Written task 1 – In the notebook excerpt on querying the Restaurants database, what host does the connection string point to?
Written task 2 – Can you rewrite the part of the notebook excerpt on querying the Restaurants database starting at "## Question 1: Output" and ending at "will be created.", swapping "table" for "result set"?
Written task 3 – Can you write the next part of the notebook excerpt on querying the Restaurants database, picking up after its last sentence?

Passage provided –

-- START --

In this segment we will connect to the *Restaurants* database.

## Setup

In [None]:
# !sudo pip3 install PyMySQL sqlalchemy sql_magic

In [None]:
# This code creates a connection to the database
from sqlalchemy import create_engine

conn_string = "mysql+pymysql://{user}:{password}@{host}/{db}?charset={encoding}".format(
    host="db.ipeirotis.org",
    user="student",
    db="music",
    password="dwdstudent2015",
    encoding="utf8mb4",
)

engine = create_engine(conn_string)
con = engine.connect()

In [None]:
%reload_ext sql_magic

In [None]:
%config SQL.conn_name = 'engine'

## Question 1: Output the restaurant name together with the number of reviews submitted for this restaurant.

Let's run first the join query, and look at the table.

This will be the table on which the GROUP BY query will operate.

We order by `restName` to visually illustrate the groups that will be created.

-- END --

Entries shown –
-- START --

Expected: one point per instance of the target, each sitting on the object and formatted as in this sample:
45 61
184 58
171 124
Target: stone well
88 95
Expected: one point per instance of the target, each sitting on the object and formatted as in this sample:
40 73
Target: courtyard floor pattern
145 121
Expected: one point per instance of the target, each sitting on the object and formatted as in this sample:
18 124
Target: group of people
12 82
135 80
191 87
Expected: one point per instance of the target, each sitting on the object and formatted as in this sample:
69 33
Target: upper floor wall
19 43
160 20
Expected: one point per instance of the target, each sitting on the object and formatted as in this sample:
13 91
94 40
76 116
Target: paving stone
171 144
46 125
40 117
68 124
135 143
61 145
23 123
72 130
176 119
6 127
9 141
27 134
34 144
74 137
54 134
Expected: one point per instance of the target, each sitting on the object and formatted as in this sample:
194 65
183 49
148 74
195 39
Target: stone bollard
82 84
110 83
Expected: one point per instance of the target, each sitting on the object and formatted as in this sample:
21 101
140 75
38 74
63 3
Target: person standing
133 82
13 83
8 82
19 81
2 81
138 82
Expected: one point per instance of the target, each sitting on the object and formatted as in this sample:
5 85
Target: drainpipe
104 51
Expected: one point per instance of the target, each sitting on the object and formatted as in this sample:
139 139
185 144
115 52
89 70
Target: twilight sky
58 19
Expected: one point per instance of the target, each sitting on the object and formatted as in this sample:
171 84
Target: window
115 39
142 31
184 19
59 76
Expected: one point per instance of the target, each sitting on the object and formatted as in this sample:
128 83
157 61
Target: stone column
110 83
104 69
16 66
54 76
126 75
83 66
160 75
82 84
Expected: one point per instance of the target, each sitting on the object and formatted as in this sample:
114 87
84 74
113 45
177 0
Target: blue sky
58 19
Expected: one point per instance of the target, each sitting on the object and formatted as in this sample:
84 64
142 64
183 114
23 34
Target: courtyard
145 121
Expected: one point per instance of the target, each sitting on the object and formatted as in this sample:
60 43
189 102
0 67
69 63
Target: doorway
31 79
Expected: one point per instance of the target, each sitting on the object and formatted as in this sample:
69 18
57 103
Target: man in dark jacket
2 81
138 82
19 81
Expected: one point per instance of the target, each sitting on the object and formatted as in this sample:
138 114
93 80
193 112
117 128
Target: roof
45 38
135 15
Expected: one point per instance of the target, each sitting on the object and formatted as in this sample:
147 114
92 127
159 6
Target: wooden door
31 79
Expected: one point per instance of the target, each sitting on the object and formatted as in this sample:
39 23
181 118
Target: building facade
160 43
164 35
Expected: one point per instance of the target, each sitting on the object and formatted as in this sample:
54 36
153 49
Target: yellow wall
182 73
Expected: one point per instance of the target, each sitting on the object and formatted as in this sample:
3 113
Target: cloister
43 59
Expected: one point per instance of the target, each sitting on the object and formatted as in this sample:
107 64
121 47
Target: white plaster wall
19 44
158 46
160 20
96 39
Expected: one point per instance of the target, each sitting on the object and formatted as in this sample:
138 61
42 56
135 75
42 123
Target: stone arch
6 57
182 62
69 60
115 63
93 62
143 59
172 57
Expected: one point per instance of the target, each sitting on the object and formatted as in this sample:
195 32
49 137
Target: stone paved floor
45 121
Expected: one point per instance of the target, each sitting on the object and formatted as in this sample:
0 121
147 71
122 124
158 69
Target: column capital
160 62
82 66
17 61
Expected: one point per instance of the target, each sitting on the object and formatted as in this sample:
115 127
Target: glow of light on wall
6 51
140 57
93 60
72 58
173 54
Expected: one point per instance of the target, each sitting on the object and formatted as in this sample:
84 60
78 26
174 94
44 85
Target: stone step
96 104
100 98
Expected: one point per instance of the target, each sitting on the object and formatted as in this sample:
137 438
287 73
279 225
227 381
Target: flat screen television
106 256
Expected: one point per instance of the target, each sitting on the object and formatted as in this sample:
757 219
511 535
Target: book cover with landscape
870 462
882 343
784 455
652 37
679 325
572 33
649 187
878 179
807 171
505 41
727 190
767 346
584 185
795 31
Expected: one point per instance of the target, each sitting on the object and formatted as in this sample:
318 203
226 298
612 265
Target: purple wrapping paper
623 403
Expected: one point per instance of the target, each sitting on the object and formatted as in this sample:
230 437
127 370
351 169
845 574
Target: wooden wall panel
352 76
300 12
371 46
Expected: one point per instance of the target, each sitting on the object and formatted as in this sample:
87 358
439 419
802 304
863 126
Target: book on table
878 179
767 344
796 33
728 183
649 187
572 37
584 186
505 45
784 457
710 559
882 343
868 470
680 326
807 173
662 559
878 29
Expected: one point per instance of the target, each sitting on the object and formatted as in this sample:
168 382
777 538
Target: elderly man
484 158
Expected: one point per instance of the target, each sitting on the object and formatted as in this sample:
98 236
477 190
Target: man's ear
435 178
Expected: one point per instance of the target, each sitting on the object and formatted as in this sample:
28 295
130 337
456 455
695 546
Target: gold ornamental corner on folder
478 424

-- END --

Expected output 1 – db.ipeirotis.org

Expected output 2 –
## Question 1: Output the restaurant name together with the number of reviews submitted for this restaurant.

Let's run first the join query, and look at the result set.

This will be the result set on which the GROUP BY query will operate.

We order by `restName` to visually illustrate the groups that will be created.

Expected output 3 –
In [None]:
%%read_sql
SELECT *
FROM Restaurant R INNER JOIN Rating T ON R.restCode=T.restCode
ORDER BY restName

Now notice the output when we use a LEFT JOIN instead of an INNER JOIN. Notice the extra restaurants that appear, which have received no reviews (and therefore the `code` and `cID` are NULL)

In [None]:
%%read_sql
SELECT *
FROM Restaurant R LEFT JOIN Rating T ON R.restCode=T.restCode
ORDER BY restName

We now execute the GROUP BY. Notice how we use the `COUNT` command to count the total number of reviews, and the reviews with comments. Since this is an `INNER JOIN`, the `COUNT(*)` and `COUNT(code)` return the same values.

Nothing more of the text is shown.